▸ YOUR GOAL:
Using the data that follows, return exactly the lines from the one that contains "Category: wooden pergola" through the one that contains "Category: sneaker", ends included.

(Entries taken from a collection)
========================

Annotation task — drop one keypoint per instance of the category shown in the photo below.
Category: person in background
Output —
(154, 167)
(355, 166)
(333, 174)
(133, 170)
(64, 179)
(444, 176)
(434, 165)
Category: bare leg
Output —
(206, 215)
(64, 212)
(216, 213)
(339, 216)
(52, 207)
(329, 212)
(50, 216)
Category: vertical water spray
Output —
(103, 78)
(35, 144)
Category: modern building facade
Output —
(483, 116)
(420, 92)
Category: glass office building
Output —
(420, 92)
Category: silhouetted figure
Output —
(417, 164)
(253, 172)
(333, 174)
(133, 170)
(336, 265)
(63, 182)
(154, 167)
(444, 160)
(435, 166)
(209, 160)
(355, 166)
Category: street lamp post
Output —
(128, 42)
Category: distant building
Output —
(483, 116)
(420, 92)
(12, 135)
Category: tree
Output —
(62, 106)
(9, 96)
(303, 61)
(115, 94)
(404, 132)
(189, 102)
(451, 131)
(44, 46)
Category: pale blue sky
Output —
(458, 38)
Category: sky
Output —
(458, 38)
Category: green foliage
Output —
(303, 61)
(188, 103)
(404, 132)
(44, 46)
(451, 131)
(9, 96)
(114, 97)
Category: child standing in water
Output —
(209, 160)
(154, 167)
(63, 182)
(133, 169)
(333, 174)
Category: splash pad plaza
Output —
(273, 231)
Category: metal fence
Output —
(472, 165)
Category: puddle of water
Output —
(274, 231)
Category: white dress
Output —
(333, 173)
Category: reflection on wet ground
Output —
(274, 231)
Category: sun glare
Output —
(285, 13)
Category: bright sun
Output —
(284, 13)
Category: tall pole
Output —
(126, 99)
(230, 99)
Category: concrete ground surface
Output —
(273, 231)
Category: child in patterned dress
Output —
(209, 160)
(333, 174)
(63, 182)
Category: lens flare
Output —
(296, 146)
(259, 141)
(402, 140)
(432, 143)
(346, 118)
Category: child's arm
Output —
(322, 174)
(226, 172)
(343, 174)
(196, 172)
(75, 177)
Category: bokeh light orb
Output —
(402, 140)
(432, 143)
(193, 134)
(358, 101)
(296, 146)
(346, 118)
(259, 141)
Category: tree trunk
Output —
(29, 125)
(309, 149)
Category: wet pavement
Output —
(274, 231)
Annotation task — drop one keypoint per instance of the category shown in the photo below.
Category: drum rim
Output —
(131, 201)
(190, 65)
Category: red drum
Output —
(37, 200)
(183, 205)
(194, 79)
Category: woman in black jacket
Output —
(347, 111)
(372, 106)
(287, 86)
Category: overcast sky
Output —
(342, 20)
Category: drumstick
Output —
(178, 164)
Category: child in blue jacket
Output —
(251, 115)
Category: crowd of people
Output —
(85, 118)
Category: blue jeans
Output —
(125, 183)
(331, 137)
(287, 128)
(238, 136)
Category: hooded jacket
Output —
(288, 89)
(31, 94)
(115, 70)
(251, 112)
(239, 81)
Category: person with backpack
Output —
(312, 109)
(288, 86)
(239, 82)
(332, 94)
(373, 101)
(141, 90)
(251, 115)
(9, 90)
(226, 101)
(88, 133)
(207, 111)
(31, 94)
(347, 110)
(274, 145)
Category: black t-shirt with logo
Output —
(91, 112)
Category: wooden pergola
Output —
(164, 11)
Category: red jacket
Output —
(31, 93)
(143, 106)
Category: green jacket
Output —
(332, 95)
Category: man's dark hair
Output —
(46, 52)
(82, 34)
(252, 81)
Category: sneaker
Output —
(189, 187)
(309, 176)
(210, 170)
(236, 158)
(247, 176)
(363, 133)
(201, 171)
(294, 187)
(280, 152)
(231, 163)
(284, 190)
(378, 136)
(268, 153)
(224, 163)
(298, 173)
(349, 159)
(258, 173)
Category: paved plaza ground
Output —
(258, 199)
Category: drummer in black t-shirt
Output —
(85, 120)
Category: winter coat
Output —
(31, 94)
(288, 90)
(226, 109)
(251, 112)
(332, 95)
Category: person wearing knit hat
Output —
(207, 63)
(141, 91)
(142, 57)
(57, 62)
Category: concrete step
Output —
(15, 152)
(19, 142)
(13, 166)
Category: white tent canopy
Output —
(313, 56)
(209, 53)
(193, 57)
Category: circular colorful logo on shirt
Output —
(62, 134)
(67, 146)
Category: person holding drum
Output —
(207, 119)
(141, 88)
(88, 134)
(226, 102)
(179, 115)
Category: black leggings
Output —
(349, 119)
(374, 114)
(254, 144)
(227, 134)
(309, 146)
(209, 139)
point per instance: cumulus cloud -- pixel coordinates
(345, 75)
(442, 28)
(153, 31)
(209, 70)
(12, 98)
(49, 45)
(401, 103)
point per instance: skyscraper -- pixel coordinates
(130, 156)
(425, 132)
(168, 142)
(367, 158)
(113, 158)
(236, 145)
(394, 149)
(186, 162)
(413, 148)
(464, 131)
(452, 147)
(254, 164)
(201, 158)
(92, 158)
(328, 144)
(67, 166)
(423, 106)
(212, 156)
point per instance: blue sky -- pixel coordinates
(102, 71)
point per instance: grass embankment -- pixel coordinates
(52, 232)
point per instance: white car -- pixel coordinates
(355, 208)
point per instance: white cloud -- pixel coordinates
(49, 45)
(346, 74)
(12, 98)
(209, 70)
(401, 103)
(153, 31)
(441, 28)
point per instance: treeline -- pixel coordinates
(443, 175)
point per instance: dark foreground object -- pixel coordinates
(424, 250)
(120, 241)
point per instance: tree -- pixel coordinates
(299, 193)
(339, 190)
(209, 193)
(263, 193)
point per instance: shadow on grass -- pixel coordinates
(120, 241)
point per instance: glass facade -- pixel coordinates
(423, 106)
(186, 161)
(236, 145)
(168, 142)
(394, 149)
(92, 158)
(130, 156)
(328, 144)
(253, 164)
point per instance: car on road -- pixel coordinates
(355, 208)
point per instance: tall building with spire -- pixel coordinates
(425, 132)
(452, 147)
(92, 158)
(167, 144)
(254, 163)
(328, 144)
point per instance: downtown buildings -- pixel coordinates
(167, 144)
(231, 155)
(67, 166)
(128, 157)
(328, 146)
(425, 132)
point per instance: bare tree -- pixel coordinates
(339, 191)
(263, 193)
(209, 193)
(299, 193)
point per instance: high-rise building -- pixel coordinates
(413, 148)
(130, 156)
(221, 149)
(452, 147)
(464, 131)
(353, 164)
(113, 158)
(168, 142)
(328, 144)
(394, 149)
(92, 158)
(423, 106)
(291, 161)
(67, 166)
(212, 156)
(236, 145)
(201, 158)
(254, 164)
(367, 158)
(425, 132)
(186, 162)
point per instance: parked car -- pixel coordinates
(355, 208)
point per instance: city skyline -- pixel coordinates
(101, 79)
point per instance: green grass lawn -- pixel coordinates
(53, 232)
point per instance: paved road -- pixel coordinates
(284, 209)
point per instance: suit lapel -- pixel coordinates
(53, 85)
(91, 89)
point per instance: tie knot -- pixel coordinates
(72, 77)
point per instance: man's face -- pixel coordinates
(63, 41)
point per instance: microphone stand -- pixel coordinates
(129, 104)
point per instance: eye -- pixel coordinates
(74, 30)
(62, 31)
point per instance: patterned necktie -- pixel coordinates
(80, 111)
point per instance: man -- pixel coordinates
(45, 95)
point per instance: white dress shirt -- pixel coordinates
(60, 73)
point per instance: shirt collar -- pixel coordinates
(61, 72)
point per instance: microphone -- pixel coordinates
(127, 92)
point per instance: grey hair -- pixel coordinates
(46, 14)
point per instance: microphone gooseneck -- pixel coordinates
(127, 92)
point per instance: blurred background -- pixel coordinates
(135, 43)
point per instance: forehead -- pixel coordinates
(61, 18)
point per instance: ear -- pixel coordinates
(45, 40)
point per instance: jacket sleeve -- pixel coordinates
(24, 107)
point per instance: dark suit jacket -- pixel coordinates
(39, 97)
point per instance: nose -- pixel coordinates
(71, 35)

========================

▸ ANSWER FOR THE TASK:
Category: wooden pergola
Output —
(164, 11)
Category: red jacket
Output —
(31, 93)
(143, 106)
Category: green jacket
Output —
(332, 95)
Category: man's dark hair
Output —
(46, 52)
(82, 34)
(252, 81)
Category: sneaker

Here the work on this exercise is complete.